Copy every one of the entries below word for word, leaving out the pictures.
======== Supplied material ========
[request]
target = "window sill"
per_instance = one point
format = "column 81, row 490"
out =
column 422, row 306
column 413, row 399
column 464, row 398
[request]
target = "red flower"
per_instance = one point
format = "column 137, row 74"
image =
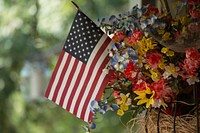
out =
column 140, row 86
column 160, row 88
column 193, row 54
column 195, row 13
column 152, row 11
column 130, row 69
column 153, row 59
column 119, row 36
column 136, row 35
column 193, row 2
column 194, row 27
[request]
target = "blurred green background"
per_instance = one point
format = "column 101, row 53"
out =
column 32, row 33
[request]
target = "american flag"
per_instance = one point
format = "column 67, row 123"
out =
column 78, row 78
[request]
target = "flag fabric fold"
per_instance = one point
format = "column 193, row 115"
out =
column 78, row 77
========
» **Solution to this problem**:
[request]
target = "window sill"
per_instance = one point
format = "column 81, row 490"
out =
column 422, row 306
column 413, row 399
column 464, row 398
[request]
target = "red flower"
per_instance = one point
format = "column 137, row 74"
image =
out =
column 140, row 86
column 160, row 88
column 193, row 54
column 195, row 13
column 152, row 11
column 130, row 69
column 153, row 59
column 119, row 36
column 136, row 35
column 193, row 2
column 194, row 27
[request]
target = "blurred green background"
per_instance = one point
format = "column 101, row 53"
out =
column 32, row 33
[request]
target = "american flag"
per_instance = one point
format = "column 67, row 123"
out =
column 78, row 78
[request]
target = "flag fabric fold"
per_instance = one point
format = "column 193, row 115"
out =
column 78, row 77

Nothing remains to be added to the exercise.